## start Text block

Updated: Nov 22, 2022

I’ve been reading a book called “Grief Day by Day” by Jan Warner this year. Many of the chapters have resonated with me but not completely because a lot of the people mentioned were experiencing spousal or parental grief. Yes, those are hard things to go through. I have not experienced grief from the perspective of a widow, but I have experienced losing my dad as a young child. I do find that those losses are different to some degree. I’m not saying any less difficult, just different. The only way I can explain it is that when your child dies, a part of you goes with them. This tiny body, formed within your body (if you are the mother) is something you have nurtured from the day of conception until the moment the coffin was shut. It is a startling and devastating feeling when you are no longer able to nurture your child.



Often we parents try to fill that need to nurture and thus remember our child by decorating the grave, making memory items, serving others, and in my case, writing about loss. By writing, I not only share my heart and emotions, but I hope that I minister to others in need speaking the words they can’t find to say. Sharing the hurts that they don’t know how to share. Understanding the pain and not shying away from it. Today, I read a name for that type of ministry—The Ministry of Presence.



The book I mentioned earlier went on to share a few quotes that really hit me.



“𝑰 𝒔𝒉𝒐𝒘 𝒎𝒚 𝒔𝒄𝒂𝒓𝒔 𝒔𝒐 𝒕𝒉𝒂𝒕 𝒐𝒕𝒉𝒆𝒓𝒔 𝒌𝒏𝒐𝒘 𝒕𝒉𝒆𝒚 𝒄𝒂𝒏 𝒉𝒆𝒂𝒍”. -𝑹𝒉𝒂𝒄𝒉𝒆𝒍𝒍𝒆 𝑵𝒊𝒄𝒐𝒍



I don’t claim I am healed from our loss, but this idea of ministering through being present with others who are hurting calls to me greatly. I will share my hurts, my scars, and my sorrow, so you know you are not alone in yours.

## end Text block
## start Entries shown

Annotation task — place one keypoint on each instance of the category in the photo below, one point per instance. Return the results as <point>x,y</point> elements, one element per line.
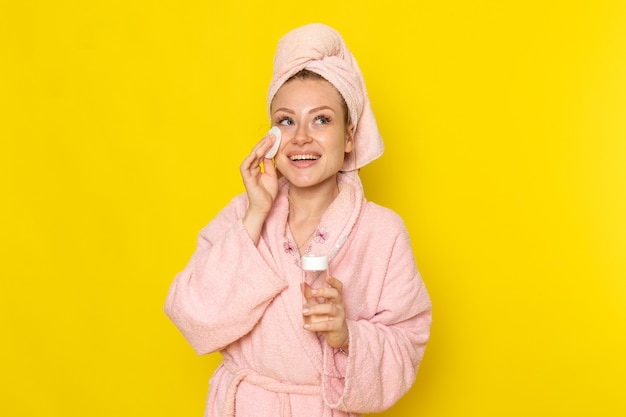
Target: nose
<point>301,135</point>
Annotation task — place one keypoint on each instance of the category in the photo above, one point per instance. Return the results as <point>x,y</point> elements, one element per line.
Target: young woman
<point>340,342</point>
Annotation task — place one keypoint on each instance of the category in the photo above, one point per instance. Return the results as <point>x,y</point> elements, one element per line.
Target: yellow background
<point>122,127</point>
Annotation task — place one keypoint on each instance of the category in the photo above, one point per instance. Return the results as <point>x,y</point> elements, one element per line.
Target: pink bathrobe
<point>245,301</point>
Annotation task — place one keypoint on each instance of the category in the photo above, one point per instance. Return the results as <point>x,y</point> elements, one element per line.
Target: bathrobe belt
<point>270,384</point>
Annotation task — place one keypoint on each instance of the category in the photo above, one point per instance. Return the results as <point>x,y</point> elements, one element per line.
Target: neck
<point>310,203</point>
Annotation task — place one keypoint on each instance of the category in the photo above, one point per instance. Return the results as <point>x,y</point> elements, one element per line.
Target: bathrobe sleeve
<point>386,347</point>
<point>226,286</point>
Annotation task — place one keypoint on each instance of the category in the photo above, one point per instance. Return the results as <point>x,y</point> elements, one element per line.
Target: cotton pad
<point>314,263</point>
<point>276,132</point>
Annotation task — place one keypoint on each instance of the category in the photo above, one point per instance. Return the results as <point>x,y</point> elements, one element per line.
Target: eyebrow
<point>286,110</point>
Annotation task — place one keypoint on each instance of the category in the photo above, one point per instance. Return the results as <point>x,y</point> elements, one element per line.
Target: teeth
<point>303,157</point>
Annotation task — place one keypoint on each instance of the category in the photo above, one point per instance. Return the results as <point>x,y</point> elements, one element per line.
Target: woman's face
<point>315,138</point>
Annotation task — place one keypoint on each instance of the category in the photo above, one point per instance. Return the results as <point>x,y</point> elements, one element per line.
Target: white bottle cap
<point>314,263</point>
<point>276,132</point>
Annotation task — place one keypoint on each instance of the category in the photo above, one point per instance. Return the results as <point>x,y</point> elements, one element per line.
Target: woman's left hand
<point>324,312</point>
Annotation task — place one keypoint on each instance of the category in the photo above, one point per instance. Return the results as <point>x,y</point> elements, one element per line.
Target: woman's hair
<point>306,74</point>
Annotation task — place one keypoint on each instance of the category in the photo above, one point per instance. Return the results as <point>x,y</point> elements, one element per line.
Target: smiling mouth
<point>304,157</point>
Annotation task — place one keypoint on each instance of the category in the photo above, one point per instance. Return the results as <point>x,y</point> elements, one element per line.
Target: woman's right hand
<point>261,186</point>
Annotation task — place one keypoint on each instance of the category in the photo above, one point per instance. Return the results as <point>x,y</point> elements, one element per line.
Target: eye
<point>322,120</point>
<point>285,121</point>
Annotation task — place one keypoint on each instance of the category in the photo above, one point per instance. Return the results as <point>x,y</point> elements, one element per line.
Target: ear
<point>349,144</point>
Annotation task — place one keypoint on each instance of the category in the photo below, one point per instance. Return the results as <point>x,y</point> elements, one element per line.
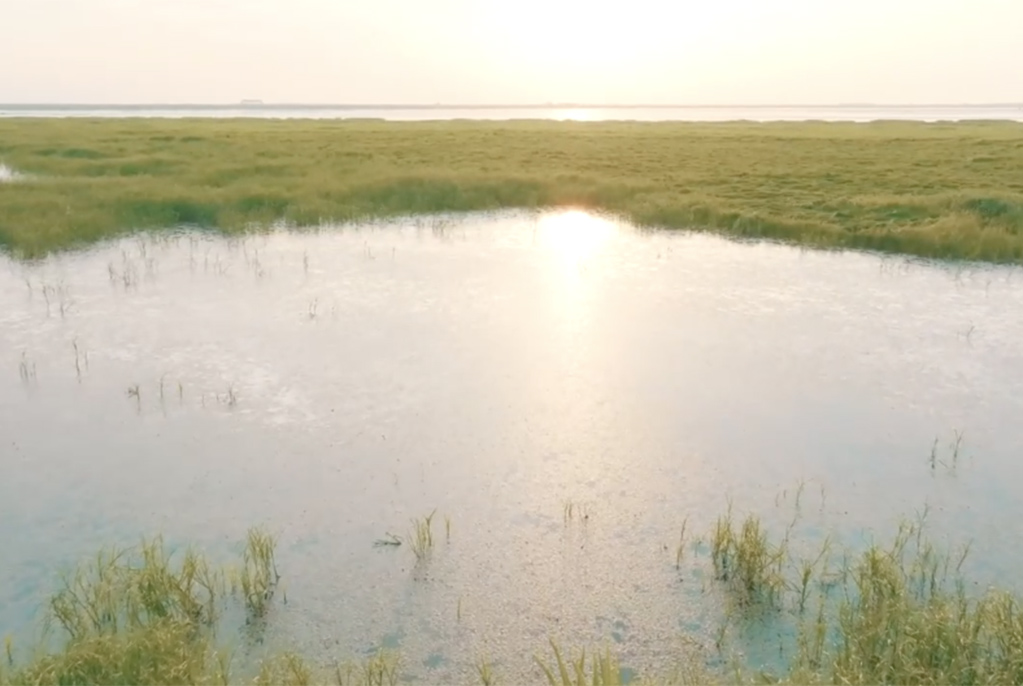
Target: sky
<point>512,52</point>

## end Entries shown
## start Entries shown

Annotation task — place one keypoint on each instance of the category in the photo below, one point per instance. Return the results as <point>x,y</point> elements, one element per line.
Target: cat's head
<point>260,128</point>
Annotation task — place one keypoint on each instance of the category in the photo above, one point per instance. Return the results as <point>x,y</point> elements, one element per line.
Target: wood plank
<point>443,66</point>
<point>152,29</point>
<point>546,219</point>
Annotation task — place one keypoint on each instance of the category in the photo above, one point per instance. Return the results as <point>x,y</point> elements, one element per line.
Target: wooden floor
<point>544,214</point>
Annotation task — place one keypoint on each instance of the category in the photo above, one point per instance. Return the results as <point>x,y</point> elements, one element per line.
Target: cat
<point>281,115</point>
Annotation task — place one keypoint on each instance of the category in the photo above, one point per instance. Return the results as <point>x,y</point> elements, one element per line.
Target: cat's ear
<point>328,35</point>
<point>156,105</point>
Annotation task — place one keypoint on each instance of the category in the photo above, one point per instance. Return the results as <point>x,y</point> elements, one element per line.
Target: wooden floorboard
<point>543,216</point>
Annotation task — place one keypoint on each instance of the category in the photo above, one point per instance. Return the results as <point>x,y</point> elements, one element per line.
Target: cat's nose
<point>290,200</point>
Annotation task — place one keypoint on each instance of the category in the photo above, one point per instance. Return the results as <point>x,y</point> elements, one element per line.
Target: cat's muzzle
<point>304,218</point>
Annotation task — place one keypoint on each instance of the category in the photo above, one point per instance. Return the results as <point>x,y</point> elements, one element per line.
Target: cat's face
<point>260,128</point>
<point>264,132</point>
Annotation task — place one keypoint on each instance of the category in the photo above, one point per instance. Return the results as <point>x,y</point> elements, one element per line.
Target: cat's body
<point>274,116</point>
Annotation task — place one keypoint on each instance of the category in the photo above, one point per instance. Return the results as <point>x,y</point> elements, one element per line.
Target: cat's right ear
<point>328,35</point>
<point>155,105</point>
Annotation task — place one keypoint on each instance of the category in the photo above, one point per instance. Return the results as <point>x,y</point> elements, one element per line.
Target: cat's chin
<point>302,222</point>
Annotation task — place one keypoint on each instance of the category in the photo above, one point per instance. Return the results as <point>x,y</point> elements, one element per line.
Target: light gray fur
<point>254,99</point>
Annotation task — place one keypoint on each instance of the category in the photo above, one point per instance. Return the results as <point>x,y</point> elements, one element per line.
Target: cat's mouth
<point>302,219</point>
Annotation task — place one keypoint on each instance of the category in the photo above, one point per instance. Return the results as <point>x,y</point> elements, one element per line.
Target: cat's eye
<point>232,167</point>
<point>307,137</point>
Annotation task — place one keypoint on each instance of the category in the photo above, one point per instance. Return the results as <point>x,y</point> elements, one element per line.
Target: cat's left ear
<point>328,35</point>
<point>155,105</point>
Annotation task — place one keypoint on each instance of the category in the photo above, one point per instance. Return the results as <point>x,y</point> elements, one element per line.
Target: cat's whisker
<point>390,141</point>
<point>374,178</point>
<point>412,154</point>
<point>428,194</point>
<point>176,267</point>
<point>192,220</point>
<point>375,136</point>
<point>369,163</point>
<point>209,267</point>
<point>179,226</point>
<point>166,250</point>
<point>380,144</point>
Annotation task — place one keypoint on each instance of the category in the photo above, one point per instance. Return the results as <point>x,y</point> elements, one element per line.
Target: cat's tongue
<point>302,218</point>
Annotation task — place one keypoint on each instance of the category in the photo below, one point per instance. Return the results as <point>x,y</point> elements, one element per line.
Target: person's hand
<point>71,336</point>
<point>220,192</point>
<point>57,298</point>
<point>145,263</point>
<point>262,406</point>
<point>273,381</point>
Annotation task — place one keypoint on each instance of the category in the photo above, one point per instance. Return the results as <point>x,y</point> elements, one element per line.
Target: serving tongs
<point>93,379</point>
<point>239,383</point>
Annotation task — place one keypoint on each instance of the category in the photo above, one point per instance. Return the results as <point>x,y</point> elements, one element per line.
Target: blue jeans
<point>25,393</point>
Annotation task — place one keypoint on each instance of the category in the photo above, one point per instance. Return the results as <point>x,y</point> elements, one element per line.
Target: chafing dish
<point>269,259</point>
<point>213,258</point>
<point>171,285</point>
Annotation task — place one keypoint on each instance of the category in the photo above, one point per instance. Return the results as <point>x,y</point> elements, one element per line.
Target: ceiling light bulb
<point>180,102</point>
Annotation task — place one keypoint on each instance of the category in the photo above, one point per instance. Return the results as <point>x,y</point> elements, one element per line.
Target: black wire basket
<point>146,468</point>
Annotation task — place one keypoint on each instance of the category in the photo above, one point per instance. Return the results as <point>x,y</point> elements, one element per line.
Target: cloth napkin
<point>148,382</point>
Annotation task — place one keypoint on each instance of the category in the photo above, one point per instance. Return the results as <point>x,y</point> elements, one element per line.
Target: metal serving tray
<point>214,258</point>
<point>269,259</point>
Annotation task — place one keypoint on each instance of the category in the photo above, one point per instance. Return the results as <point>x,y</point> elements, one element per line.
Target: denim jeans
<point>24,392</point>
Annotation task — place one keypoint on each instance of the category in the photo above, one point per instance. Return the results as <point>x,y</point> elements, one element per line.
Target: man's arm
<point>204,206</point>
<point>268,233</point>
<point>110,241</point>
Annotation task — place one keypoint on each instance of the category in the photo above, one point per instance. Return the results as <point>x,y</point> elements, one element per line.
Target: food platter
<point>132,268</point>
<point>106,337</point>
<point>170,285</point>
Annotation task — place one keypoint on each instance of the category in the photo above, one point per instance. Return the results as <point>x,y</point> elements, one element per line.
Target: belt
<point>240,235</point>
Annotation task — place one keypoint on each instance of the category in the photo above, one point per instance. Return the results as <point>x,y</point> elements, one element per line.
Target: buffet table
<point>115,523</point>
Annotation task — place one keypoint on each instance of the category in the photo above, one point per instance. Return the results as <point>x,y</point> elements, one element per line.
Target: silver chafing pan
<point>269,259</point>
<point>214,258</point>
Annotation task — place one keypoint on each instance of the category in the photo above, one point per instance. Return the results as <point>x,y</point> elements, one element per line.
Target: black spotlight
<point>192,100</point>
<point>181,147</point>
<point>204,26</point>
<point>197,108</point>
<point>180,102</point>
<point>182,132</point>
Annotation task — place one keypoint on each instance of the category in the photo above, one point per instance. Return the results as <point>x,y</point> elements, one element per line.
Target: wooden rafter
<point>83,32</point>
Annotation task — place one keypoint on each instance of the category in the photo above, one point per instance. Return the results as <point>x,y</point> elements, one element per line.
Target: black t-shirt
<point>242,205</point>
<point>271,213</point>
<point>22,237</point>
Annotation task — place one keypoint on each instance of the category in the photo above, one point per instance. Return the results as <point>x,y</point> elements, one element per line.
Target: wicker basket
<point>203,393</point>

## end Entries shown

Given request A
Translate this sentence from the post on grief into Spanish: "It is a startling and devastating feeling when you are no longer able to nurture your child."
Given request B
Using the post on grief, answer each question:
(i) What book has the writer been reading this year, and who wrote it?
(ii) What name for the type of ministry described did the writer read about today?
(iii) Whom did the writer lose as a young child?
The data entries have no role in this exercise.

Reply A
Es un sentimiento sorprendente y devastador cuando ya no puedes cuidar y nutrir a tu hijo.

Reply B
(i) "Grief Day by Day" by Jan Warner.
(ii) The Ministry of Presence.
(iii) The writer's dad.